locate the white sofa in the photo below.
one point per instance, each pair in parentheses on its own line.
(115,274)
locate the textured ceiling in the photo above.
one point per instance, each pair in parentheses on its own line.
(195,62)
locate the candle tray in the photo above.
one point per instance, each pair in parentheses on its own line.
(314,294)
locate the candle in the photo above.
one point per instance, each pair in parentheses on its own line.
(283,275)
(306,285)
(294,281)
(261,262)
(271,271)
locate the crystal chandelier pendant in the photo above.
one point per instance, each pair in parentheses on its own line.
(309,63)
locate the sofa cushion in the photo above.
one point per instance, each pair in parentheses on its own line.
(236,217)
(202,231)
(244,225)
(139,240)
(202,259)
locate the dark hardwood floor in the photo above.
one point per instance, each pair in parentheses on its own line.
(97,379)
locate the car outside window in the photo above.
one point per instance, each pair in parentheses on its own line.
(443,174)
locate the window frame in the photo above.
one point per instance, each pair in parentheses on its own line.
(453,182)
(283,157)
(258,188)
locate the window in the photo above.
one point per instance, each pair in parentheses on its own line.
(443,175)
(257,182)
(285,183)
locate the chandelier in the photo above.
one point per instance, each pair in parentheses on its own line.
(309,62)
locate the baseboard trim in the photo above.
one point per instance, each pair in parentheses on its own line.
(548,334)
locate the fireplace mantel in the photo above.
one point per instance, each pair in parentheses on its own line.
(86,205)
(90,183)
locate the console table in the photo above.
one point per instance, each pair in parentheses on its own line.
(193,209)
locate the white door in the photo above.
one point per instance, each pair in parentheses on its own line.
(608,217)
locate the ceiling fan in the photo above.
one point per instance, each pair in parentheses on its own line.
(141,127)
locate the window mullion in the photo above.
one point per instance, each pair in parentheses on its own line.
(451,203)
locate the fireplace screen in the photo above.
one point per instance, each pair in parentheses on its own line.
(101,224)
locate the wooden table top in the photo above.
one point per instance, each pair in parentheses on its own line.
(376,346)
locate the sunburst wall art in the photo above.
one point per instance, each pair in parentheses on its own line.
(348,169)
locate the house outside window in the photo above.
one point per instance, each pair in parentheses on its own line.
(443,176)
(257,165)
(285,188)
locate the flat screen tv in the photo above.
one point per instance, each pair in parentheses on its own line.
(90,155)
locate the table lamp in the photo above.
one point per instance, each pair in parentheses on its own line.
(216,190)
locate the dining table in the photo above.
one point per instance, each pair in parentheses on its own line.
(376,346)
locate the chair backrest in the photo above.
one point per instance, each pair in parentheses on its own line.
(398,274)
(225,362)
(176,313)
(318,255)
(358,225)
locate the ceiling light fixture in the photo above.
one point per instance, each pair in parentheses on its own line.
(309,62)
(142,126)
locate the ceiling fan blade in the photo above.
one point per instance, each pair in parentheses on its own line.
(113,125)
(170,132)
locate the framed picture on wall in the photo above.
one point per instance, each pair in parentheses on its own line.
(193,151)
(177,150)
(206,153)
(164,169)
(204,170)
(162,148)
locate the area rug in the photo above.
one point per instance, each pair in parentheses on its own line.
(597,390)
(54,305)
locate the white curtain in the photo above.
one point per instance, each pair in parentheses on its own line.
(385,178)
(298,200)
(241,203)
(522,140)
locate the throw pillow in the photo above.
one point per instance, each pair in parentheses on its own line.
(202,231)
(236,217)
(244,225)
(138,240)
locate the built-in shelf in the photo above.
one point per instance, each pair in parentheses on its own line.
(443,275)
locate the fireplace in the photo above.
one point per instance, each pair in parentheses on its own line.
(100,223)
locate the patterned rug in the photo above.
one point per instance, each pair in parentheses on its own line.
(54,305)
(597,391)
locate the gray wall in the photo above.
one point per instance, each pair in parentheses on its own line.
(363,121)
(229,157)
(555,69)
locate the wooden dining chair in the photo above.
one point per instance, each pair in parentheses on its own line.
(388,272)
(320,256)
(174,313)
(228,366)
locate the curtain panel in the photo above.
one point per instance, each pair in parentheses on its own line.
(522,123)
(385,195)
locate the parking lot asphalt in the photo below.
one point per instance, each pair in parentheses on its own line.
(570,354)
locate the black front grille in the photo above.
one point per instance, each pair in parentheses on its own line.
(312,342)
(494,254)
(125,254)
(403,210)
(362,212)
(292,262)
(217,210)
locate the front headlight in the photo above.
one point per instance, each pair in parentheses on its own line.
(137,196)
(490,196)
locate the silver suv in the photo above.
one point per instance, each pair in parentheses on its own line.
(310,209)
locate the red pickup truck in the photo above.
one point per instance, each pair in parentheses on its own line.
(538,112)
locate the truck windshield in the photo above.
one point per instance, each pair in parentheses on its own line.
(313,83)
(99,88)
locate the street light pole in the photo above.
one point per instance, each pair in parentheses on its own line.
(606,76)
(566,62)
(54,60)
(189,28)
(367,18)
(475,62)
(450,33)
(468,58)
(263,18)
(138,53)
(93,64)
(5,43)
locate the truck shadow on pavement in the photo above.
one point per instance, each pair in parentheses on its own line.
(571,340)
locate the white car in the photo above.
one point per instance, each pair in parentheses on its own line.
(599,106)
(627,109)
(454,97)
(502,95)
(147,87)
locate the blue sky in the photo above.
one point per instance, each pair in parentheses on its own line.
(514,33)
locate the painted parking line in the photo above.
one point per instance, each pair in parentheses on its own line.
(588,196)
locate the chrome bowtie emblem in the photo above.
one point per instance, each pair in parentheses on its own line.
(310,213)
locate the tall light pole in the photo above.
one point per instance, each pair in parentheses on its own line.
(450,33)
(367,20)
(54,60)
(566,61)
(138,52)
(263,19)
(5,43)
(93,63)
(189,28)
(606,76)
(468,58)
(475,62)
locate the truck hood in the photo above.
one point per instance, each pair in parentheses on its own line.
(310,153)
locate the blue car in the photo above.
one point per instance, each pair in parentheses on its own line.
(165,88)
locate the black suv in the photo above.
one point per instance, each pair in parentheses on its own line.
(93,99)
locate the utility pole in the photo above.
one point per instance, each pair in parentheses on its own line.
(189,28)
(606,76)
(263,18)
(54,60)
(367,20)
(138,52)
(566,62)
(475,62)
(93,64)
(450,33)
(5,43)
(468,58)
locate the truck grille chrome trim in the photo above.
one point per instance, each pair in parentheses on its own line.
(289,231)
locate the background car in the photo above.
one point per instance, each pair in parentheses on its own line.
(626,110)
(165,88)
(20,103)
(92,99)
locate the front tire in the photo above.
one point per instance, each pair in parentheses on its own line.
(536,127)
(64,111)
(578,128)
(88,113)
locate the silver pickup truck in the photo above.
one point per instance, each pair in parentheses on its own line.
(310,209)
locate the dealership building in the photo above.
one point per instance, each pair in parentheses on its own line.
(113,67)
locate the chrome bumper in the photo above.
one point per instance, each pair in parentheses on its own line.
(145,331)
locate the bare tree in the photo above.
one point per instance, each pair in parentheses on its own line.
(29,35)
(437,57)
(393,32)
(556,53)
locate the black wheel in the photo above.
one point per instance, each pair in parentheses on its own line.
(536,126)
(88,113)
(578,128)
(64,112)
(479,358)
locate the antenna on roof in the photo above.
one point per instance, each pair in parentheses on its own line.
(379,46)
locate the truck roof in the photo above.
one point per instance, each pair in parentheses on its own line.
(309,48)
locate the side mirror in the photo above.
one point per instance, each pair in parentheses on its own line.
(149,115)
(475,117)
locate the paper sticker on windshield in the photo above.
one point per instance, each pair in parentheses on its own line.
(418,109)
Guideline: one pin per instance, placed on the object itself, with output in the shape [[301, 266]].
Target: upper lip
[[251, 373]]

------------------------------------------------------------------------

= Task directions =
Which lines of the data contain the string "trim"? Copy each one.

= Task solution =
locate the baseboard trim in the photo above.
locate the truck grille chrome trim in the photo above.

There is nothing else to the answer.